Print the rows verbatim, beginning at the line that contains "Every instance of the sky gets" and continuing through the end of the rows. Leave the pictures out of your answer.
※ ※ ※
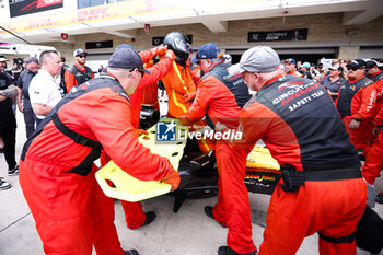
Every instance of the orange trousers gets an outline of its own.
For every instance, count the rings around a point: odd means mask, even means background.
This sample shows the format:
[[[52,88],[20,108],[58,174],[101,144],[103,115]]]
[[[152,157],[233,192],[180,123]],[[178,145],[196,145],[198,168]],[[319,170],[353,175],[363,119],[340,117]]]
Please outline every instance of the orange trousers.
[[[318,231],[329,237],[353,233],[365,200],[362,178],[305,182],[295,193],[285,193],[278,185],[267,211],[259,255],[293,255],[305,236]],[[356,255],[356,241],[334,244],[320,239],[320,254]]]
[[[114,199],[86,176],[60,173],[62,165],[20,161],[20,186],[48,255],[124,255],[114,225]]]
[[[222,141],[216,143],[219,195],[212,213],[221,224],[229,227],[228,245],[239,254],[256,250],[248,193],[243,183],[247,153],[247,150],[234,150]]]

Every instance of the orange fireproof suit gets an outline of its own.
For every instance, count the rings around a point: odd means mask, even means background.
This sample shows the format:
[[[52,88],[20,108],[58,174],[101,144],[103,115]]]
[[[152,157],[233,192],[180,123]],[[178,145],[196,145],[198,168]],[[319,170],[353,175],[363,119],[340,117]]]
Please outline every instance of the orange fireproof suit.
[[[356,255],[351,234],[364,211],[367,185],[326,90],[307,79],[277,76],[241,111],[240,121],[237,143],[262,139],[286,174],[271,195],[259,255],[295,254],[315,232],[327,237],[320,239],[320,254]],[[335,243],[340,237],[350,242]]]
[[[135,138],[130,103],[116,79],[102,76],[73,90],[25,143],[20,185],[46,254],[90,255],[94,244],[97,255],[124,255],[114,199],[95,182],[94,159],[103,149],[143,181],[162,179],[173,167]]]
[[[185,67],[173,61],[173,68],[162,78],[169,97],[167,108],[170,117],[178,117],[184,115],[192,106],[192,100],[186,101],[185,95],[195,95],[196,84],[190,71],[190,63]],[[199,120],[193,125],[192,130],[198,130],[206,126],[204,120]],[[208,142],[198,140],[200,150],[205,153],[210,151]]]
[[[237,128],[240,111],[251,96],[241,76],[229,76],[229,67],[221,62],[201,78],[192,107],[178,116],[182,124],[193,124],[208,114],[214,125]],[[219,196],[212,213],[218,222],[229,227],[227,242],[233,251],[254,252],[248,194],[243,183],[249,150],[234,150],[223,139],[216,140],[214,149]]]
[[[84,83],[85,81],[94,78],[91,68],[86,66],[80,66],[77,62],[71,68],[67,69],[63,76],[68,93],[73,86]]]
[[[336,105],[343,117],[344,125],[351,138],[351,143],[356,149],[365,152],[372,144],[372,121],[375,114],[376,88],[373,81],[361,76],[355,80],[348,80],[340,88]],[[349,107],[346,114],[345,107]],[[350,129],[352,119],[359,119],[360,126],[357,129]]]
[[[375,138],[371,150],[367,154],[365,163],[362,167],[362,174],[369,184],[373,185],[375,179],[381,176],[383,169],[383,108],[380,108],[373,125],[380,128],[378,137]]]

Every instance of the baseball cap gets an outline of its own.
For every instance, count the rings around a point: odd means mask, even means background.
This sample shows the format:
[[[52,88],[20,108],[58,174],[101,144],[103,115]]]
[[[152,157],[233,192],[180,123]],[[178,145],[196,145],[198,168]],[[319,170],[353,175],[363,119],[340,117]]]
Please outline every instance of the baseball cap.
[[[328,70],[337,70],[337,71],[341,71],[341,72],[344,71],[343,67],[340,67],[338,65],[336,65],[334,67],[329,67]]]
[[[143,68],[143,62],[138,53],[131,47],[120,47],[115,49],[108,62],[108,67],[121,69],[141,69],[150,74],[150,71]]]
[[[247,49],[241,57],[240,63],[229,68],[230,74],[244,71],[272,72],[278,70],[280,59],[278,54],[269,46],[256,46]]]
[[[79,56],[80,54],[85,54],[88,55],[88,53],[85,50],[83,50],[82,48],[78,48],[78,49],[74,49],[73,51],[73,57],[77,57]]]
[[[355,59],[349,65],[347,65],[347,69],[356,68],[362,69],[365,68],[365,61],[363,59]]]
[[[375,60],[370,59],[370,60],[365,61],[365,68],[370,69],[370,68],[374,68],[374,67],[379,67],[379,63]]]
[[[311,67],[311,65],[310,65],[310,62],[304,62],[304,63],[302,63],[302,66],[301,67],[304,67],[304,68],[310,68]]]
[[[289,62],[289,63],[297,65],[297,61],[295,61],[295,59],[293,59],[293,58],[285,59],[283,62]]]
[[[38,59],[36,57],[30,57],[30,58],[25,58],[24,59],[24,62],[27,63],[27,62],[35,62],[35,63],[38,63]]]
[[[192,62],[198,62],[201,59],[214,59],[222,57],[221,50],[214,44],[205,44],[199,47],[196,57],[192,58]]]

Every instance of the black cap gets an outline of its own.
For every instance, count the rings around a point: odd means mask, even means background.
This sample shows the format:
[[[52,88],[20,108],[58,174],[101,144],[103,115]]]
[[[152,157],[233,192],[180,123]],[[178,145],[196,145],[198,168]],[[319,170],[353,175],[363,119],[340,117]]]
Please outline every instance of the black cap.
[[[138,68],[150,74],[150,71],[143,68],[143,62],[140,55],[138,55],[135,49],[129,47],[116,49],[109,58],[108,67],[123,69]]]
[[[349,65],[347,65],[347,68],[357,68],[362,69],[365,68],[365,61],[363,59],[355,59]]]

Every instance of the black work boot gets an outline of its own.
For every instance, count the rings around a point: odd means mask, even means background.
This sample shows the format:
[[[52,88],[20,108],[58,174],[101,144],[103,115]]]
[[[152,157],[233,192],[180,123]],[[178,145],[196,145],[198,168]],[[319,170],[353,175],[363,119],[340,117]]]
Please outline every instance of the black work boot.
[[[125,251],[124,255],[139,255],[137,250],[128,250]]]
[[[221,246],[218,248],[218,255],[257,255],[257,251],[255,250],[254,252],[251,252],[251,253],[239,254],[229,246]]]

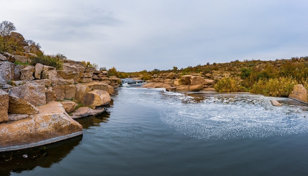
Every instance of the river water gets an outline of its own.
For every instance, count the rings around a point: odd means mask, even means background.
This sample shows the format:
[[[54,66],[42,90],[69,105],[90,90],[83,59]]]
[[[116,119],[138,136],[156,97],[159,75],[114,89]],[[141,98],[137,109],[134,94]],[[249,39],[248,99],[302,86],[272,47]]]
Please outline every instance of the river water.
[[[123,87],[82,136],[2,155],[22,176],[308,174],[308,106],[250,94]],[[276,99],[283,106],[273,106]],[[22,155],[27,154],[28,158]]]

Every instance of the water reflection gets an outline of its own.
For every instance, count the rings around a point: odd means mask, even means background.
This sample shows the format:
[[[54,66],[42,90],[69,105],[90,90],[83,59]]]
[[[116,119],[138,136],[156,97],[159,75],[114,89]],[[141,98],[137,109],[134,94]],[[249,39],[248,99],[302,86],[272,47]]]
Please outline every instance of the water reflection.
[[[20,173],[32,170],[37,166],[49,168],[69,154],[82,139],[81,135],[43,147],[1,153],[0,175],[9,176],[11,172]],[[27,155],[27,157],[24,155]]]

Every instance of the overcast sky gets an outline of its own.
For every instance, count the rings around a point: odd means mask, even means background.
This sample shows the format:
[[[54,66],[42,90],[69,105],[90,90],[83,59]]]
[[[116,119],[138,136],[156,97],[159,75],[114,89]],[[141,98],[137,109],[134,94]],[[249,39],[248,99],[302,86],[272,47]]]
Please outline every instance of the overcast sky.
[[[306,0],[2,0],[45,54],[124,72],[308,55]]]

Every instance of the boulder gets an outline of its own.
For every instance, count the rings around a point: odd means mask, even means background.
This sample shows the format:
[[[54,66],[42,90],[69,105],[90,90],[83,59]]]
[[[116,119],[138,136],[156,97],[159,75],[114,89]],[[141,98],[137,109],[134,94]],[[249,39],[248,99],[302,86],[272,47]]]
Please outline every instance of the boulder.
[[[34,79],[33,74],[34,72],[34,66],[29,65],[20,70],[21,75],[20,79],[24,81],[31,81]]]
[[[84,77],[85,78],[91,78],[93,76],[93,72],[85,72],[84,74]]]
[[[58,85],[53,87],[52,89],[57,100],[76,98],[77,88],[75,85]]]
[[[11,32],[10,35],[15,39],[19,45],[28,46],[28,44],[25,41],[23,35],[18,32]]]
[[[38,110],[25,100],[10,95],[8,112],[12,114],[33,115],[38,113]]]
[[[37,108],[38,114],[0,124],[0,151],[45,145],[82,134],[82,126],[59,102],[52,101]]]
[[[183,75],[181,77],[181,80],[183,85],[190,85],[190,77],[192,75]]]
[[[299,100],[305,103],[308,103],[307,89],[302,85],[294,86],[289,97]]]
[[[174,80],[174,82],[173,82],[174,87],[180,86],[181,85],[182,85],[182,81],[181,81],[181,79],[177,79]]]
[[[83,73],[83,72],[82,72]],[[58,76],[64,79],[74,80],[74,83],[78,83],[78,78],[79,78],[79,73],[74,72],[71,70],[57,70]]]
[[[94,109],[96,106],[107,104],[111,101],[108,92],[102,90],[93,90],[86,92],[81,102],[85,106]]]
[[[76,103],[70,100],[65,100],[59,102],[63,106],[63,108],[67,113],[70,113],[75,111]]]
[[[63,64],[63,70],[72,71],[78,73],[84,72],[86,71],[86,67],[76,63],[64,63]]]
[[[20,76],[21,76],[20,71],[28,66],[28,65],[16,65],[14,69],[14,79],[15,80],[20,80]]]
[[[0,85],[14,80],[15,64],[6,61],[0,62]]]
[[[202,85],[194,86],[182,85],[176,87],[166,88],[167,91],[197,91],[202,89],[204,88]]]
[[[9,114],[8,121],[17,121],[28,118],[29,115],[28,114]]]
[[[6,61],[7,60],[7,58],[6,57],[0,54],[0,60]]]
[[[36,106],[46,104],[45,85],[43,83],[27,82],[11,88],[9,93],[11,96],[24,99]]]
[[[206,85],[214,85],[215,84],[215,81],[214,80],[205,79],[204,81],[204,84]]]
[[[0,122],[8,120],[8,93],[0,89]]]
[[[7,58],[6,60],[12,63],[14,63],[14,62],[15,62],[15,58],[14,58],[14,56],[11,55],[10,54],[7,52],[4,52],[4,53],[2,54],[2,55],[6,57]]]
[[[15,60],[21,63],[27,63],[28,62],[28,58],[23,56],[14,56]]]
[[[57,85],[58,79],[57,76],[55,67],[44,65],[41,75],[41,79],[48,79],[51,80],[53,85]]]
[[[53,91],[52,88],[49,87],[47,90],[45,90],[45,94],[46,95],[46,103],[48,103],[49,102],[52,101],[57,100],[56,93],[55,93],[55,92]]]
[[[86,92],[94,89],[107,91],[109,94],[113,93],[114,88],[104,82],[92,82],[90,83],[77,84],[76,99],[82,101]]]
[[[72,113],[71,116],[73,118],[78,118],[90,116],[96,116],[104,112],[107,108],[104,107],[99,106],[93,109],[88,107],[82,107],[77,109]]]
[[[204,79],[201,76],[192,76],[190,78],[189,81],[190,82],[190,85],[194,86],[198,85],[203,85],[204,84],[205,81],[204,81]]]
[[[279,102],[278,102],[276,100],[271,100],[271,103],[272,103],[272,104],[273,105],[273,106],[282,106],[282,105],[281,105]]]
[[[35,64],[35,72],[34,72],[34,77],[37,79],[41,79],[41,75],[43,71],[44,65],[41,63],[37,63]]]

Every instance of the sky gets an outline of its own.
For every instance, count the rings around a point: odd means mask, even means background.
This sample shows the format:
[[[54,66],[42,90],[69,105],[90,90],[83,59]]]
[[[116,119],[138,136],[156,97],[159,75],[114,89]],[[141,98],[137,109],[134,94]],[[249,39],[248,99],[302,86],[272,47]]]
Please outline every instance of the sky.
[[[126,72],[308,55],[306,0],[10,0],[45,54]]]

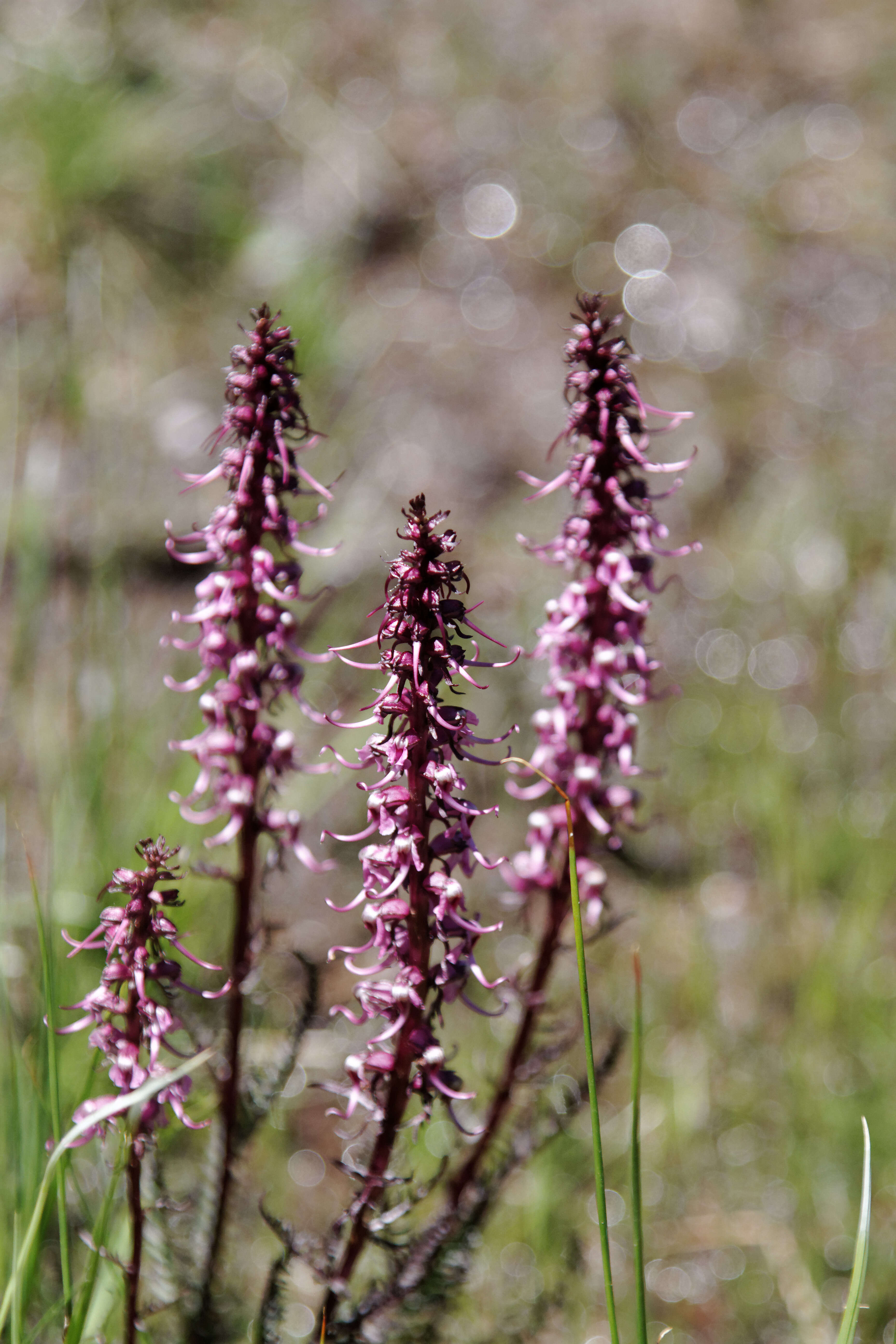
※ ※ ※
WRITTEN RESPONSE
Every instance of the sky gets an outline of its own.
For every instance, count the rings around a point: odd means mask, even means background.
This sample shows the format:
[[[54,66],[42,90],[69,105],[90,90],[83,59]]]
[[[116,119],[138,136],[156,97],[159,75],[114,89]],[[141,98],[137,109],[134,94]],[[249,39],[248,99],[302,86],[272,47]]]
Please outline every instance of the sky.
[[[126,72],[308,55],[306,0],[10,0],[45,54]]]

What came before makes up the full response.